▶ [Textabschnitt]
'''

Anna Schramm von SUPPORT Chemnitz ergänzt: „Mit der Normalisierung von rechter Gewalt gegen politisch Engagierte und politisch Verantwortliche und Kandidat:innen demokratischer Parteien wird Demokratie im Kern bedroht.
Das gesellschaftliche Klima vor Ort verschärft sich auch dort, wo Gesellschaft, Strafverfolgungsbehörden und Justiz über Jahre rassistische, antisemitische und rechte Angriffe verharmlost haben, die Strafverfolgung verschleppt wurde bzw. Betroffene mit Täter-Opfer-Umkehr konfrontiert waren und sind.“
Schwindender Raum
Das Engagierte sich zurückziehen, zeigt sich auch beim Rücktritt des mittelsächsischen Landrats Dirk Neubauer (parteilos) nach massiven Bedrohungen durch die Neonazi-Partei Freie Sachsen, u.a. durch Kundgebungen vor dessen Wohnhaus und Aufrufe ihn zu jagen. Die Opferberatungsstelle Support in Sachsen verzeichnet seit Mai 2024 mindestens 49 Vorfälle von rechten Propagandadelikten und Gewalttaten gegen Parteien, Politiker:innen und Wahlkampfhelfer:innen.

'''

▶ [Angezeigte Daten]
'''

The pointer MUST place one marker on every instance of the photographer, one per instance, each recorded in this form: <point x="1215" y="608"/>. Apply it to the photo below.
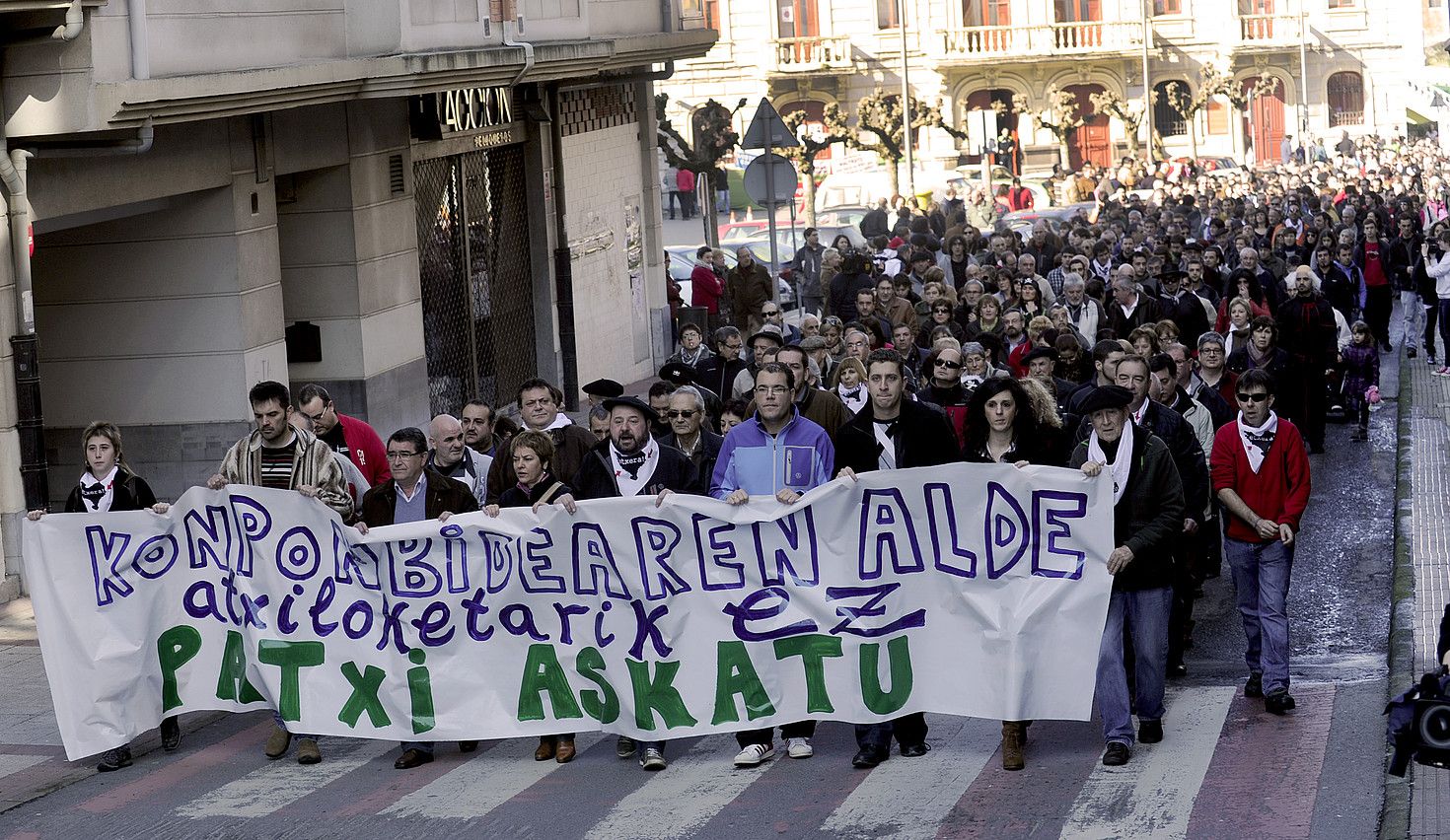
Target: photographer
<point x="1438" y="271"/>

'''

Wer hat laut dem Textabschnitt über rechte Gewalt gegen politisch Engagierte rassistische, antisemitische und rechte Angriffe über Jahre verharmlost? Zähle alle Genannten auf.

▶ [Lösung]
- Gesellschaft
- Strafverfolgungsbehörden
- Justiz